**Texto fornecido:**
%%

As cerca de 70 obras que a partir de amanhã se poderão ver nas mais de 25 salas que compõem o novo espaço expositivo de chão e paredes brancas, com bonitos tectos de estuque trabalhado, fazem parte de uma parcela da colecção que está em depósito na Fundação de Serralves, no Porto, assim com as restantes 30 que, durante o próximo ano, trocarão de lugar com algumas das peças que agora integram o percurso de Narrativa de uma Colecção.

Sem interlocutores
Nas salas que parecem nascer do longo corredor, umas amplas e outras exíguas por manterem a área das celas originais do convento, há pinturas de Ângelo de Sousa (S/Título, 1986) e Álvaro Lapa (Museu I, 1984), de Julião Sarmento (Dias de Escuro e Luz VIII – dança) e Pedro Cabrita Reis (O Desejo do Eterno, 1984), mas também escultura de Rui Sanches (Natureza-Morta, 1984) e fotografia de Alberto Carneiro (A Floresta, 1978) e Helena Almeida (Desenho Habitado, 1977). Nalgumas das "celas" há apenas uma obra, o que cria um ambiente de grande intimidade. É difícil perceber que lógica assiste à montagem porque, na visita de ontem, não havia interlocutores que pudessem falar do programa expositivo nem textos de catálogo que o enquadrassem.

Ao demitir-se, David Santos, também co-comissário da exposição, impediu o uso do guião que para ela tinha construído com a co-comissária Adelaide Ginga, que também se afastou do projecto, e de todos os conteúdos que até então tinham sido produzidos, considerando-os trabalho autoral. Isto ajuda a explicar por que razão o que hoje se poderá ver foi montado com a colaboração de dois curadores que vieram de Serralves (Ricardo Nicolau e Marta Almeida, ontem ausentes) e porque é que, numa primeira fase, não haverá catálogo nem roteiro disponíveis para os visitantes.

Na nota que enviou para as redacções dando conta da inauguração, o assessor de imprensa de Barreto Xavier, João Póvoas, faz notar que Narrativa de uma Colecção resulta de uma colaboração entre a DGPC e a Fundação de Serralves, cujo presidente já manifestou por diversas vezes não estar disponível para ceder a título permanente as 550 obras da Colecção SEC que tem em depósito, de acordo com um protocolo, até 2027.

Os dois curadores de Serralves trabalharam a partir de um conjunto seleccionado pelos anteriores comissários, que fizeram a sua escolha com base na totalidade das obras que a colecção inclui e nas suas mais de mil fichas detalhadas, que constam de três pesados dossiers à guarda do Museu do Chiado.

%%

**Material extraído:**
%%

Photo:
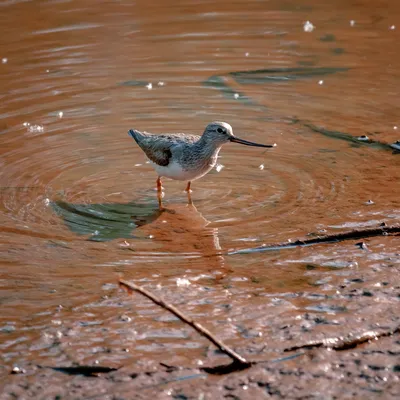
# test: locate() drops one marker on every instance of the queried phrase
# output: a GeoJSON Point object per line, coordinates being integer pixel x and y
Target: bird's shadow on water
{"type": "Point", "coordinates": [107, 221]}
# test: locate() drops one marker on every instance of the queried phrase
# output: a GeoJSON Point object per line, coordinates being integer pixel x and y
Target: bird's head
{"type": "Point", "coordinates": [221, 132]}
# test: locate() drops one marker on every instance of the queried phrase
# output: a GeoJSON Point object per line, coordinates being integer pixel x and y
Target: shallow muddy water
{"type": "Point", "coordinates": [78, 208]}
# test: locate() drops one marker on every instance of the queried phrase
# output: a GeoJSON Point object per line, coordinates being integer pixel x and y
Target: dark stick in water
{"type": "Point", "coordinates": [338, 237]}
{"type": "Point", "coordinates": [238, 360]}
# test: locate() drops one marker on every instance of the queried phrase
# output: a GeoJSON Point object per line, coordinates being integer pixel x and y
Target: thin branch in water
{"type": "Point", "coordinates": [349, 342]}
{"type": "Point", "coordinates": [334, 238]}
{"type": "Point", "coordinates": [238, 361]}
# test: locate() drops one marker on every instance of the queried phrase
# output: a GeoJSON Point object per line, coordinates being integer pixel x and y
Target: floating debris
{"type": "Point", "coordinates": [396, 145]}
{"type": "Point", "coordinates": [362, 245]}
{"type": "Point", "coordinates": [219, 167]}
{"type": "Point", "coordinates": [18, 370]}
{"type": "Point", "coordinates": [125, 318]}
{"type": "Point", "coordinates": [182, 282]}
{"type": "Point", "coordinates": [308, 26]}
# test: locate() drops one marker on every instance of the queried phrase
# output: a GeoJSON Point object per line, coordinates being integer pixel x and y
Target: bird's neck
{"type": "Point", "coordinates": [208, 148]}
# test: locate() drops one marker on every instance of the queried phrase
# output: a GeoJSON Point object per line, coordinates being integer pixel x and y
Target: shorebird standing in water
{"type": "Point", "coordinates": [186, 157]}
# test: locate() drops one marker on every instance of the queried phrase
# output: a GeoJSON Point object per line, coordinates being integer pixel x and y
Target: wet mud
{"type": "Point", "coordinates": [78, 209]}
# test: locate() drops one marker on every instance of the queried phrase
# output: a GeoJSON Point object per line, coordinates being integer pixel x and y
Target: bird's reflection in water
{"type": "Point", "coordinates": [181, 228]}
{"type": "Point", "coordinates": [175, 229]}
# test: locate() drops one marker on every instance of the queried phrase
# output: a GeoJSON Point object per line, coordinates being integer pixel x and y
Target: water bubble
{"type": "Point", "coordinates": [182, 282]}
{"type": "Point", "coordinates": [36, 128]}
{"type": "Point", "coordinates": [308, 26]}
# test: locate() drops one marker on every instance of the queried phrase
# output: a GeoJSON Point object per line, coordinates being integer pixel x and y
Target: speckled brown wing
{"type": "Point", "coordinates": [158, 147]}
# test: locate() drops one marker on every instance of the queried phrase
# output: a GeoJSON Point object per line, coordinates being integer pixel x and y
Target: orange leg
{"type": "Point", "coordinates": [159, 193]}
{"type": "Point", "coordinates": [159, 187]}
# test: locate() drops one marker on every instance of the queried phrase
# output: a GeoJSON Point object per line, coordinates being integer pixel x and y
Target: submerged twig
{"type": "Point", "coordinates": [337, 237]}
{"type": "Point", "coordinates": [238, 361]}
{"type": "Point", "coordinates": [340, 343]}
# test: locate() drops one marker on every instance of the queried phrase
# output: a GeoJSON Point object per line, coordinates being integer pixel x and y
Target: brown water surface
{"type": "Point", "coordinates": [78, 208]}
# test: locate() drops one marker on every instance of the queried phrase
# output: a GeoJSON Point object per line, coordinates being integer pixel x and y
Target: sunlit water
{"type": "Point", "coordinates": [78, 208]}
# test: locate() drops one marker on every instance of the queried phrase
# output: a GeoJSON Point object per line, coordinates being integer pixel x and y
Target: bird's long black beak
{"type": "Point", "coordinates": [247, 143]}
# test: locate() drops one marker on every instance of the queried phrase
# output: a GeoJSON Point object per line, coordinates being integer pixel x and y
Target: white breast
{"type": "Point", "coordinates": [174, 171]}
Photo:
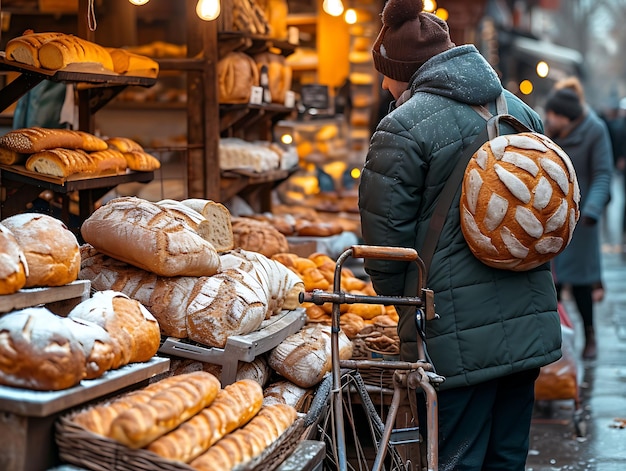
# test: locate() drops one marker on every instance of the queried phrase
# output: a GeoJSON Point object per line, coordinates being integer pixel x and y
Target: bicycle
{"type": "Point", "coordinates": [408, 377]}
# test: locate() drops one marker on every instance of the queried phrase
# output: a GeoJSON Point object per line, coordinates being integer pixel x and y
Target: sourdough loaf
{"type": "Point", "coordinates": [165, 297]}
{"type": "Point", "coordinates": [13, 265]}
{"type": "Point", "coordinates": [61, 51]}
{"type": "Point", "coordinates": [233, 407]}
{"type": "Point", "coordinates": [134, 331]}
{"type": "Point", "coordinates": [146, 235]}
{"type": "Point", "coordinates": [244, 444]}
{"type": "Point", "coordinates": [142, 424]}
{"type": "Point", "coordinates": [39, 351]}
{"type": "Point", "coordinates": [25, 49]}
{"type": "Point", "coordinates": [51, 249]}
{"type": "Point", "coordinates": [517, 212]}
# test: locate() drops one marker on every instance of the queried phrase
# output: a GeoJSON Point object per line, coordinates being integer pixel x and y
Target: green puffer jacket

%%

Pode atualizar o trecho do texto sobre a exposição que vai de "Sem interlocutores" até "que o enquadrassem.", inclusive, substituindo "pinturas" por "telas"? A listagem não é necessária para resolver nada aqui.

**Resposta ao exercício:**
Sem interlocutores
Nas salas que parecem nascer do longo corredor, umas amplas e outras exíguas por manterem a área das celas originais do convento, há telas de Ângelo de Sousa (S/Título, 1986) e Álvaro Lapa (Museu I, 1984), de Julião Sarmento (Dias de Escuro e Luz VIII – dança) e Pedro Cabrita Reis (O Desejo do Eterno, 1984), mas também escultura de Rui Sanches (Natureza-Morta, 1984) e fotografia de Alberto Carneiro (A Floresta, 1978) e Helena Almeida (Desenho Habitado, 1977). Nalgumas das "celas" há apenas uma obra, o que cria um ambiente de grande intimidade. É difícil perceber que lógica assiste à montagem porque, na visita de ontem, não havia interlocutores que pudessem falar do programa expositivo nem textos de catálogo que o enquadrassem.